Document excerpt —
▬▬▬▬▬▬▬▬▬▬
# Depictions of trains in movies



## DET63 (Oct 4, 2010)

Hollywood often takes some liberties (as it does with everything else) when depicting trains, whether Amtrak, other passenger, subway, freight, you name it, in movies. I believe there was one movie (maybe more than one) that took place on an electric train. However, there was a fight scene or something that needed to take place on the roof, where the electrical wires supplying power to the train would get in the way. Suddenly, for that part of the film, the train was diesel-hauled.

Which movies would you judge have done the best job of depicting trains and rail travel? Which movies have been the worst at doing this? (I will hazard a guess that _Atomic Train_ will _not_ rank as one of the all-time realistic train movies. :lol: )


----------



## Devil's Advocate (Oct 4, 2010)

Are you talking about that one _Mission Impossible_ movie where Tom Cruise gets blown off a helicopter only to land on the back of a HSR train? If so I think it's already off the charts of any reality check. In other words, it's a total miss.

Here are some additional suggestions to help get the thread going...

1. *Amazing Race* - Several seasons have featured foreign train travel, especially India. They frequently fudge up their runway shots with unlikely aircraft that are either too large to fit the route density or are too small to make the long distance trips they supposedly depict. But what about the train shots? They seem to be a bit more realistic, at least at first glance. And if you're curious what the show is about they recently started the _seventeenth_ season a week ago. Many on-demand episodes (this season and others) are featured for free viewing on CBS' website. *Amazing Race Link...*

2. *Runaway Train* - It may not be a passenger train, but the vast majority of the movie takes place on a train and the special effects took place before the computer enhancement revolution. It's been a while since I looked into it but seems like it would be an interesting discussion topic. Personally I always assumed the runaway locomotives would simply derail as they impacted the end of the other train. Having seen a few videos of actual impacts I think I'm probably right on that one, especially at the speed depicted.

3. *The Fugitive* - Although this movie took place after computers effects were already becoming common they actually used real locomotives in this one. I actually own this on HD media and although much of the movie is a little dull once you know the story the train scene itself is one of the best I've ever seen and even more impressive once you realize it's not computer generated.

4. *Silver Streak* - It's been a decade or more since I watched this, but it always held my interest when I was a little boy watching reruns on television. Maybe I'll have to check it out again before I comment further.

-Dax


----------



## rrdude (Oct 4, 2010)

Wasn't a movie, think a short-lived tv series called "SuperTrain". I started flipping with the remote about 30 seconds into it. Really, really, really bad.....And that was the 1979 version, I guess the one done by NBC in 2006 was equally bad.

(Hmmmm, did I even have a remote in 1979? I think not)


----------



## fredevad (Oct 4, 2010)
▬▬▬▬▬▬▬▬▬▬
Provided data —
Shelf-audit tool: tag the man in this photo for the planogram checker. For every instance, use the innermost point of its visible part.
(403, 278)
▬▬▬▬▬▬▬▬▬▬
Exercise instructions —
a - Name every title that Devil's Advocate offers as a numbered suggestion in the forum thread about trains in movies.
b - According to the forum thread about trains in movies, which network made the 2006 version of "SuperTrain"?

Solutions below —
a -
Amazing Race
Runaway Train
The Fugitive
Silver Streak

b - NBC